[Provided data]
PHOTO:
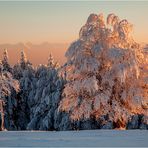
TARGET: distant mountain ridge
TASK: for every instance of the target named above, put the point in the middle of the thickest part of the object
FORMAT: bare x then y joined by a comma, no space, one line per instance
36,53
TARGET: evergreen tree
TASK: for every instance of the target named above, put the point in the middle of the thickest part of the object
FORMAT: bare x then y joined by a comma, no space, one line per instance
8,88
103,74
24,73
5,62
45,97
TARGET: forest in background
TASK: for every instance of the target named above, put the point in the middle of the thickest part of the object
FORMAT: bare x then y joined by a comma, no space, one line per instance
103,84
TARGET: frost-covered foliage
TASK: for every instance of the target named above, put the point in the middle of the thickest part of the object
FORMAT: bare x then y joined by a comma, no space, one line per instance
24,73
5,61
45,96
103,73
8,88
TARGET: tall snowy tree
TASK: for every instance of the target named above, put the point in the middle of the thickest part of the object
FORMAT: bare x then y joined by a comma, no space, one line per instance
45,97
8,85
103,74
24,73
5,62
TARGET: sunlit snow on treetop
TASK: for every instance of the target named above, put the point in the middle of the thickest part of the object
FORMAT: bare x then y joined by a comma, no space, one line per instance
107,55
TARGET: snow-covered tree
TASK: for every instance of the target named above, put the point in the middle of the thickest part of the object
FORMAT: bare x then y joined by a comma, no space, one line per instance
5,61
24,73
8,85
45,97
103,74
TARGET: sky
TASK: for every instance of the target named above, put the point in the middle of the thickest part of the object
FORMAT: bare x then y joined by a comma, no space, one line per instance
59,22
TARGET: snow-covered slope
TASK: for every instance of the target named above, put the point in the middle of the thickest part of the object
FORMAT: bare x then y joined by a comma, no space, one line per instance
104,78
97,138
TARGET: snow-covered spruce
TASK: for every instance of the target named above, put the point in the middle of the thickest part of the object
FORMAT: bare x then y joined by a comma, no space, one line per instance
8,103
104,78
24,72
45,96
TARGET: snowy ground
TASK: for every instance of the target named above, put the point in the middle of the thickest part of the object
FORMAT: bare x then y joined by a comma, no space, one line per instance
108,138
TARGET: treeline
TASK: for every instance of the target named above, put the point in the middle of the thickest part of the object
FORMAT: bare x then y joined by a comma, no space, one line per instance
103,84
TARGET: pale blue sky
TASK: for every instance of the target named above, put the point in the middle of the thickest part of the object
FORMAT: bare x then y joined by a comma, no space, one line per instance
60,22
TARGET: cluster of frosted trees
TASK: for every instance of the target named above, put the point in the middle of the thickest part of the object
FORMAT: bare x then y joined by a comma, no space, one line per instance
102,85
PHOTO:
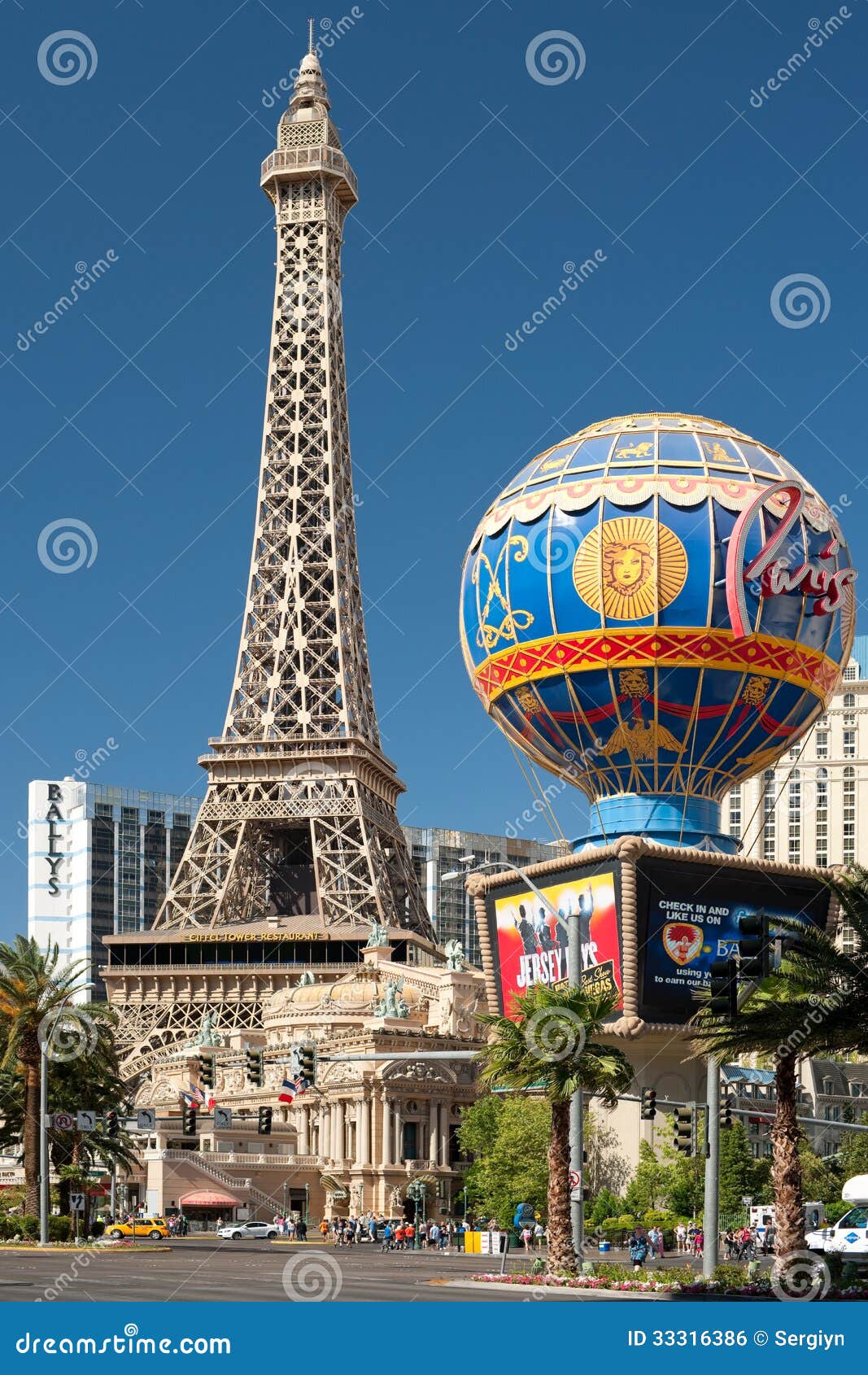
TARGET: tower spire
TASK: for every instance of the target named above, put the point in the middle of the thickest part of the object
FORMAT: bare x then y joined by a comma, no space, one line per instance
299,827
[/Provided data]
**Work to complete:** For the material, work out how many lines hold the string "snowy". Your reply must be the number alone.

**Result for this task:** 2